_WORK INSTRUCTION_
From the line containing "Outline every instance of the **snake" to the last line of the records, please reproduce every line exactly and nothing more.

_GIVEN ENTRIES_
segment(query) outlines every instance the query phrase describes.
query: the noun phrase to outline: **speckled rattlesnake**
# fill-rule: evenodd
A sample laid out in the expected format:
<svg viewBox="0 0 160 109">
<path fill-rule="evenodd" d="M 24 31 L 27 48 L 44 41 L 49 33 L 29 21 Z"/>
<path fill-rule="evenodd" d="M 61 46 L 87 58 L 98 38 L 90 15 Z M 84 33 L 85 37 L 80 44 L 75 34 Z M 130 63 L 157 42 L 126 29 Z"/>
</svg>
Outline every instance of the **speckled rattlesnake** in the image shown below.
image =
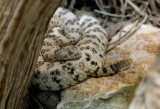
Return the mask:
<svg viewBox="0 0 160 109">
<path fill-rule="evenodd" d="M 131 60 L 126 59 L 104 67 L 107 45 L 107 33 L 95 18 L 76 18 L 58 8 L 49 24 L 33 85 L 46 91 L 62 90 L 88 77 L 115 74 L 130 65 Z"/>
</svg>

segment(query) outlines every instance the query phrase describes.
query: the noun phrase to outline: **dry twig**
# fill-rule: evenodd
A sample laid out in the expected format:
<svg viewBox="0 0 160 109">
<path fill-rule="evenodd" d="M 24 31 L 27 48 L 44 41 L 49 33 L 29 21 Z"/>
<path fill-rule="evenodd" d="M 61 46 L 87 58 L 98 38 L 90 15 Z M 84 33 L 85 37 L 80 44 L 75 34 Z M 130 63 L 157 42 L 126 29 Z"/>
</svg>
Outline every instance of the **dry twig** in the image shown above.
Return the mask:
<svg viewBox="0 0 160 109">
<path fill-rule="evenodd" d="M 106 52 L 111 51 L 114 49 L 118 44 L 126 41 L 128 38 L 130 38 L 140 27 L 141 25 L 147 20 L 147 15 L 145 18 L 139 23 L 139 21 L 136 21 L 134 25 L 123 35 L 119 36 L 118 40 L 114 43 L 109 43 L 108 49 Z M 123 30 L 123 29 L 122 29 Z"/>
</svg>

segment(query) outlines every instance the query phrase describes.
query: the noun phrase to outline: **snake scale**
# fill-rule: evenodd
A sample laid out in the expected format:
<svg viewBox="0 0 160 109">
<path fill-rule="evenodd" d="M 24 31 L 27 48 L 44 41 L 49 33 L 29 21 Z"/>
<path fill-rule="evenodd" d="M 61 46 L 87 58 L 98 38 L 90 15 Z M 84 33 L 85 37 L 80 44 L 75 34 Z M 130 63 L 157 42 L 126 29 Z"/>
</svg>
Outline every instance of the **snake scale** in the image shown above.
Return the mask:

_EXERCISE ANSWER_
Outline every instance of the **snake scale** in the image shown above.
Return the mask:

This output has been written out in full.